▶ _What needs to be done_
Pick out every line of the entries below that contains the word "paved", and copy each one. Case counts.

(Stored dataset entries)
— Begin —

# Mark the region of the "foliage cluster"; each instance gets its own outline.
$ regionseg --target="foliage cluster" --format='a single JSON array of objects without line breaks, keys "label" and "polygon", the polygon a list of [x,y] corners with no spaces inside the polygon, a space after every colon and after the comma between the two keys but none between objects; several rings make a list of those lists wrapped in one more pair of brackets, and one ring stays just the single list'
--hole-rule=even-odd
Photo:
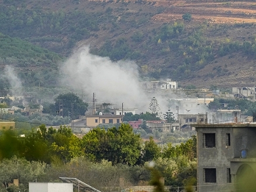
[{"label": "foliage cluster", "polygon": [[[127,4],[124,3],[120,3],[121,6],[117,8],[104,6],[103,11],[93,12],[82,12],[79,9],[70,12],[64,9],[45,11],[37,6],[27,9],[26,6],[21,6],[18,8],[15,3],[13,5],[11,3],[8,3],[0,9],[1,33],[11,37],[18,37],[41,46],[50,44],[47,45],[47,48],[59,53],[63,51],[63,54],[68,55],[79,41],[90,37],[96,38],[98,33],[108,31],[113,35],[108,38],[99,48],[92,49],[92,53],[109,56],[112,61],[136,60],[141,66],[148,66],[146,70],[141,68],[143,76],[151,76],[157,79],[162,76],[171,76],[177,80],[189,77],[197,70],[210,63],[216,56],[238,52],[252,57],[255,55],[254,35],[249,37],[246,41],[241,41],[238,39],[233,40],[228,36],[223,38],[223,34],[220,33],[220,31],[227,32],[235,27],[251,27],[252,29],[254,27],[253,25],[246,23],[228,26],[205,22],[191,28],[186,22],[177,22],[154,27],[151,31],[145,33],[143,30],[143,26],[150,24],[151,17],[154,12],[147,13],[139,11],[132,14],[130,12],[124,11],[129,10],[125,8]],[[152,10],[154,9],[152,8]],[[159,10],[159,12],[162,10]],[[157,13],[158,10],[155,9],[154,11]],[[189,13],[185,14],[184,17],[189,19]],[[133,33],[130,32],[131,30],[134,31]],[[127,35],[121,36],[126,33]],[[220,38],[212,40],[208,37],[209,33],[219,35]],[[49,63],[53,62],[50,59],[53,57],[56,59],[49,53],[48,55],[43,54],[42,58],[39,58],[42,52],[35,48],[31,48],[31,49],[35,50],[37,54],[34,55],[34,53],[29,52],[25,55],[33,56],[24,56],[26,59],[20,55],[22,51],[17,49],[13,49],[12,56],[0,58],[5,63],[7,59],[7,62],[14,63],[18,62],[19,65],[24,66],[29,66],[34,63],[40,65],[44,59],[46,63]],[[155,58],[153,58],[151,52],[155,53]],[[177,61],[174,59],[171,66],[169,61],[174,57]],[[165,58],[162,59],[165,66],[161,69],[157,69],[148,64],[151,60],[155,61],[161,58]],[[223,75],[229,72],[226,69],[222,69],[221,73],[218,71],[211,76]],[[33,85],[38,84],[41,81],[42,84],[47,86],[54,83],[56,80],[56,73],[54,71],[42,72],[41,75],[48,74],[50,78],[40,75],[41,79],[38,79],[38,76],[33,73],[33,72],[28,72],[25,74],[29,76],[27,81],[29,79],[36,80],[28,82]],[[22,77],[26,78],[24,76]],[[45,82],[47,79],[51,80]]]},{"label": "foliage cluster", "polygon": [[[167,184],[185,185],[186,179],[196,177],[196,141],[193,137],[185,143],[176,146],[169,143],[161,150],[153,137],[143,143],[140,136],[124,124],[106,131],[97,128],[81,139],[70,128],[61,126],[47,130],[41,125],[26,137],[6,131],[0,135],[0,179],[2,183],[20,179],[19,189],[27,189],[27,182],[34,177],[38,181],[49,182],[60,175],[77,177],[98,187],[113,187],[120,177],[126,184],[137,184],[149,181],[146,167],[148,161],[154,161]],[[19,168],[22,173],[13,175],[10,168],[16,162],[24,166]],[[5,172],[6,169],[9,170]],[[30,175],[26,179],[23,177],[26,174]],[[11,186],[7,187],[14,191]]]}]

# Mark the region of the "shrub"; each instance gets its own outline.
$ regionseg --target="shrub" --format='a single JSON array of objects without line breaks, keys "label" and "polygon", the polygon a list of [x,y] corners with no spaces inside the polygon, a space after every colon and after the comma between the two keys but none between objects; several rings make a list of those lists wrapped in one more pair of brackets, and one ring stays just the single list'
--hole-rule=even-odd
[{"label": "shrub", "polygon": [[182,19],[185,21],[190,21],[192,19],[192,15],[190,13],[186,13],[182,15]]}]

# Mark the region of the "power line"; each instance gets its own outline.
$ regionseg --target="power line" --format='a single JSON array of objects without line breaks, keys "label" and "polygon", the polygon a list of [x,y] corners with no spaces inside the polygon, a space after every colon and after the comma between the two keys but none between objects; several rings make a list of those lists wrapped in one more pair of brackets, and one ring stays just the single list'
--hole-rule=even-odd
[{"label": "power line", "polygon": [[43,125],[43,125],[45,125],[49,126],[55,126],[54,125],[39,123],[33,123],[33,122],[26,122],[26,121],[24,121],[24,120],[14,120],[14,119],[6,119],[6,118],[0,118],[0,119],[4,119],[4,120],[7,120],[14,121],[14,122],[22,122],[22,123],[30,123],[30,124],[36,124],[36,125]]}]

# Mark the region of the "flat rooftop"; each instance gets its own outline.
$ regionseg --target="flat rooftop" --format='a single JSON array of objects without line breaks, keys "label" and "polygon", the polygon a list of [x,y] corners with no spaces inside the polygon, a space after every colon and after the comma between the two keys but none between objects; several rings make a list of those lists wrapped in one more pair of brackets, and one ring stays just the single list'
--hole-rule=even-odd
[{"label": "flat rooftop", "polygon": [[222,124],[192,124],[191,126],[196,128],[228,128],[228,127],[256,127],[255,123],[222,123]]}]

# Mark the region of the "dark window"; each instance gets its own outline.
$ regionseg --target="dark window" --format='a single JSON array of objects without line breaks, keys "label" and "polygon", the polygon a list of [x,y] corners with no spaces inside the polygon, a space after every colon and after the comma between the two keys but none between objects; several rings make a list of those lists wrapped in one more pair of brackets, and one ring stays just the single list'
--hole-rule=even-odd
[{"label": "dark window", "polygon": [[205,133],[203,144],[205,148],[215,147],[215,133]]},{"label": "dark window", "polygon": [[227,183],[231,183],[230,169],[227,169]]},{"label": "dark window", "polygon": [[205,183],[216,182],[216,169],[203,169]]},{"label": "dark window", "polygon": [[226,145],[230,146],[230,133],[226,134]]}]

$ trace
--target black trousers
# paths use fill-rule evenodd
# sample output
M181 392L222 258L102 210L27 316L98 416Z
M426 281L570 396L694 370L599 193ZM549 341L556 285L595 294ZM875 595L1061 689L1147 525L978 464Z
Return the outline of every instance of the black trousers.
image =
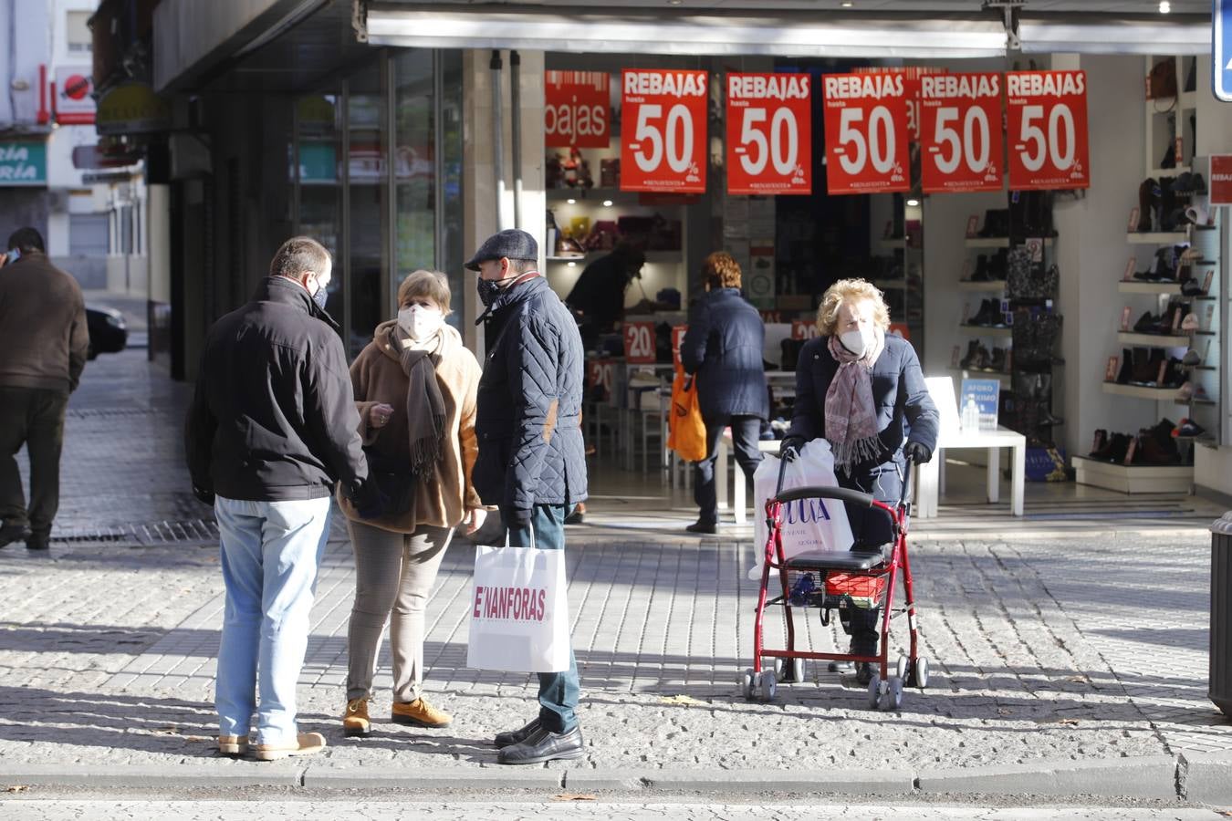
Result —
M60 449L68 391L0 388L0 519L47 537L60 506ZM30 507L21 487L17 452L30 453Z
M697 502L697 521L715 524L718 522L718 492L715 487L715 463L718 460L718 439L723 428L732 426L732 444L736 448L736 460L748 475L761 464L761 451L758 439L761 436L761 417L729 416L706 420L706 458L694 463L694 501Z
M878 502L897 505L903 490L903 478L901 467L894 462L887 462L872 470L862 470L855 475L838 471L835 475L840 487L849 487L872 495ZM894 539L894 531L890 523L890 517L878 508L862 507L859 505L845 505L848 522L851 524L851 535L855 542L853 550L875 550L890 544ZM855 608L851 613L851 652L872 656L877 652L877 641L881 638L881 608L861 611Z

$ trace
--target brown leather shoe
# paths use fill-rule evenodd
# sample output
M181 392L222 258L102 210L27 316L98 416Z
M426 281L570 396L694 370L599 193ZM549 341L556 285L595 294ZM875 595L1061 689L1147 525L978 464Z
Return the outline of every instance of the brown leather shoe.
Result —
M278 761L291 756L310 756L325 748L325 736L319 732L301 732L293 743L259 743L253 747L257 761Z
M342 735L347 737L360 737L372 731L372 721L368 719L368 699L352 698L346 703L342 711Z
M394 702L391 720L394 724L409 724L416 727L447 727L453 716L445 710L437 710L423 698L414 702Z

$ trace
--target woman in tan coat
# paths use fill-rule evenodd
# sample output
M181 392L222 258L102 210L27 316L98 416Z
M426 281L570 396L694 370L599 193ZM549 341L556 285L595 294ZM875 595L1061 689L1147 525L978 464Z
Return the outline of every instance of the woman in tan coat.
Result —
M479 363L445 324L445 276L415 271L398 288L398 319L382 322L351 366L370 476L389 497L381 518L360 519L341 494L355 550L347 630L349 736L371 730L368 700L386 620L395 724L444 727L451 718L423 697L424 606L453 528L474 533L485 510L471 485Z

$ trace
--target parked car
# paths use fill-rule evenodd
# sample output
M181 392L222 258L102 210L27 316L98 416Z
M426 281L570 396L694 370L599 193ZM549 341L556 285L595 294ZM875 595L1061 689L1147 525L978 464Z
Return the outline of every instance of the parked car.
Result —
M85 306L85 322L90 329L89 358L100 353L118 353L128 345L128 322L115 308Z

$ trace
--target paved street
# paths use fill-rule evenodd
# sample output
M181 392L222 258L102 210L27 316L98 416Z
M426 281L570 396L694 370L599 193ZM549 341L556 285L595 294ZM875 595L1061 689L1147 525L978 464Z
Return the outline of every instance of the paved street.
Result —
M185 492L186 391L152 374L143 354L91 363L74 396L52 555L0 550L0 772L34 764L282 772L282 763L213 751L223 604L217 542L208 511ZM626 501L667 492L657 478L605 478L596 487L600 497ZM686 539L678 535L692 512L684 496L653 507L676 529L632 528L627 505L602 499L588 524L569 529L588 755L547 768L568 771L569 791L620 789L602 782L610 773L920 778L945 768L1232 751L1232 724L1206 698L1210 535L1193 521L1170 532L1088 528L1040 538L1016 537L1002 518L962 538L924 533L913 566L933 683L909 691L901 711L872 713L864 688L823 666L809 666L806 683L781 687L772 704L738 698L737 672L752 654L752 539ZM296 767L325 777L388 768L508 773L495 767L488 739L533 714L536 682L466 668L472 561L464 542L451 548L429 608L426 687L455 724L428 731L382 723L370 739L344 739L336 716L354 574L335 522L299 689L303 727L324 732L330 747ZM808 617L809 644L845 646L837 627ZM906 639L904 627L896 640ZM378 718L389 709L387 656L382 665ZM1125 789L1133 794L1135 784Z

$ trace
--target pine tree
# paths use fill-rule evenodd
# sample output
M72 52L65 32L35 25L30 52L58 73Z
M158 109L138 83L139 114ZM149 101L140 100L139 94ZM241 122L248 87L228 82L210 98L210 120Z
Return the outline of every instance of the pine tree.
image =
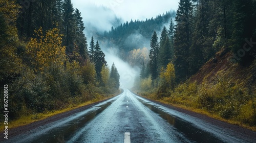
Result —
M181 0L177 12L175 21L177 22L174 34L174 63L177 79L179 81L188 78L189 72L188 59L191 43L191 18L192 6L190 0Z
M169 29L168 30L168 36L169 36L169 41L170 42L170 52L171 60L173 60L174 58L174 30L175 25L173 18L170 19L170 22L169 26Z
M164 27L161 34L160 39L159 54L158 56L158 70L162 67L165 68L171 59L170 43L168 36L168 32Z
M158 76L157 69L159 44L156 31L154 32L154 34L152 35L152 38L150 41L150 46L151 47L149 56L150 59L150 73L151 73L152 80L154 80Z
M95 51L95 44L94 40L93 40L93 37L92 36L91 39L91 42L90 42L90 48L89 48L89 57L91 60L93 62L94 61L94 51Z
M76 9L75 11L75 18L76 19L76 44L78 46L78 50L80 55L83 59L87 59L87 38L83 34L84 27L83 22L82 20L82 17L81 16L81 12L78 9Z
M94 53L94 63L95 64L95 69L96 70L97 76L98 79L100 79L100 72L103 65L106 65L105 60L105 54L101 50L98 40L95 45L95 51Z

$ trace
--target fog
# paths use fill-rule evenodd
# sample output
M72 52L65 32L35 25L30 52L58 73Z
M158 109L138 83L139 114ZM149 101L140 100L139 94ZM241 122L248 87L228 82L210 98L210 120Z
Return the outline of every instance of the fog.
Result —
M120 87L131 88L133 87L135 79L139 75L138 67L132 67L127 62L118 57L118 50L116 48L104 48L105 59L110 68L114 63L120 75Z
M98 40L96 33L109 31L111 27L117 27L126 21L155 17L170 9L176 10L179 0L164 0L161 3L153 0L72 0L74 8L78 8L83 17L86 27L84 34L90 43L91 37ZM164 25L168 28L168 23ZM161 31L157 31L159 38ZM153 34L153 32L152 32ZM150 47L150 39L138 32L131 34L126 39L126 43L134 49ZM115 45L107 47L106 41L99 41L105 55L105 58L110 68L114 62L120 76L120 87L133 87L135 78L139 76L140 67L132 67L127 62L118 57L118 48Z

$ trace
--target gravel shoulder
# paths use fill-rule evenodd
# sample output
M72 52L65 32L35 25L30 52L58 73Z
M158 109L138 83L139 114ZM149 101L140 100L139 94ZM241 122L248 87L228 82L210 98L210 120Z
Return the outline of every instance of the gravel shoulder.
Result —
M229 130L231 130L236 132L236 134L240 136L243 136L245 138L250 138L253 139L256 142L256 132L249 130L248 129L243 128L239 125L231 124L227 122L225 122L222 121L218 120L217 119L214 118L213 117L208 116L205 114L200 114L199 113L197 113L194 111L189 111L186 109L184 109L181 108L175 107L172 106L170 104L167 104L161 102L155 101L154 100L151 100L150 99L148 99L145 98L144 97L142 97L141 96L138 95L136 93L134 93L141 98L144 98L147 100L149 100L152 102L158 104L162 106L163 106L165 107L178 111L179 112L199 118L200 119L203 120L204 121L206 121L207 122L210 123L210 124L218 126L219 127L221 127L222 128L224 128L226 129L228 129Z

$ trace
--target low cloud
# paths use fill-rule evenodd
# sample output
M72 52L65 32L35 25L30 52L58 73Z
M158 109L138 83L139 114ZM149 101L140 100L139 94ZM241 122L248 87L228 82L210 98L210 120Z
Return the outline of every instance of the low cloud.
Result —
M132 67L127 62L118 57L118 50L116 48L102 49L105 53L105 59L111 67L114 63L120 75L120 87L131 88L133 87L134 81L138 77L140 69L138 67Z

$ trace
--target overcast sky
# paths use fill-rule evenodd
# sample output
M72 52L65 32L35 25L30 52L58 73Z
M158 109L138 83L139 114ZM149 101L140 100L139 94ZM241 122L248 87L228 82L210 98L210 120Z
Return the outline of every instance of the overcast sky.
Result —
M115 27L113 21L117 17L121 19L120 23L115 23L117 25L130 21L132 19L134 21L137 19L145 20L146 18L155 18L166 11L176 11L179 0L72 0L72 2L74 8L78 8L81 12L86 27L84 34L88 37L88 41L90 41L91 36L95 36L93 35L95 31L109 31L112 26ZM97 37L94 38L96 40ZM101 42L99 41L100 44ZM117 68L120 75L120 87L133 87L134 79L138 77L140 69L131 67L128 63L120 59L117 54L118 49L106 48L102 44L101 46L109 65L111 66L114 62ZM117 51L115 52L114 49Z

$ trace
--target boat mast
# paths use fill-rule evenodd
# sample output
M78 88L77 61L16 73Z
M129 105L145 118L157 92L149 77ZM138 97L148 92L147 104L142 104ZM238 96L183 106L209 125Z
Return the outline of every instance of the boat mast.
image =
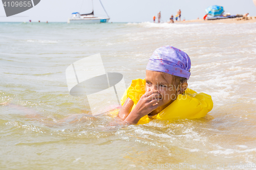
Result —
M108 13L106 13L106 11L105 10L105 8L104 8L104 7L103 6L102 3L101 3L101 1L100 0L99 0L99 2L100 3L100 4L101 4L101 6L102 6L103 9L104 10L104 11L105 11L105 12L106 13L106 15L108 16L109 18L110 18L110 16L109 16L109 15L108 15Z
M92 5L93 6L93 0L92 0Z

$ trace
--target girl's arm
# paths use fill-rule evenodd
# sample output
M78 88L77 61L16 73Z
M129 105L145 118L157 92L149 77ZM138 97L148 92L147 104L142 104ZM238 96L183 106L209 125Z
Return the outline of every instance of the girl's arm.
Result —
M121 118L122 120L124 120L127 116L128 116L129 113L131 112L133 105L134 103L132 99L129 98L127 98L125 102L124 102L122 106L122 108L120 110L117 117Z
M150 88L147 88L145 94L142 95L132 111L131 110L133 105L131 106L131 110L126 115L124 122L130 124L137 124L141 117L157 108L159 93L159 91L157 90L151 91Z

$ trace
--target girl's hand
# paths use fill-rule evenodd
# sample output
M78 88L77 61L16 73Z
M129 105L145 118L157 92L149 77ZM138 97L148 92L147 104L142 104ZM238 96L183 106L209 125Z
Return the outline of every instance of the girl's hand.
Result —
M135 108L131 112L124 121L132 124L136 124L143 116L148 114L158 107L159 98L161 94L157 90L151 91L147 88Z

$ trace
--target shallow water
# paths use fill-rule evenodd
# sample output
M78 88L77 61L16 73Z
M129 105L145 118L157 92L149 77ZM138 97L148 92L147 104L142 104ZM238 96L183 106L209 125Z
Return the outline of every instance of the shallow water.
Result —
M0 23L0 103L9 103L0 106L1 169L256 163L256 23ZM74 62L100 53L128 86L164 45L190 57L188 87L214 103L205 117L110 126L111 115L92 116L86 97L69 94Z

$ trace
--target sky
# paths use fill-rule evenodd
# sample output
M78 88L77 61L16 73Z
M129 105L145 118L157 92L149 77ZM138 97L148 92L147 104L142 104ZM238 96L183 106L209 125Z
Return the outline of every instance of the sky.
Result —
M13 0L15 1L15 0ZM202 18L204 10L210 5L223 6L231 15L249 13L256 16L252 0L101 0L110 17L110 22L139 22L152 21L153 15L161 11L162 20L167 21L177 11L181 11L181 19ZM93 0L95 15L105 15L99 0ZM67 22L73 12L92 11L91 0L41 0L33 8L21 13L6 17L0 5L0 22Z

— End —

▶ _Answer for the task_
--target paved street
Return the outline of every instance of the paved street.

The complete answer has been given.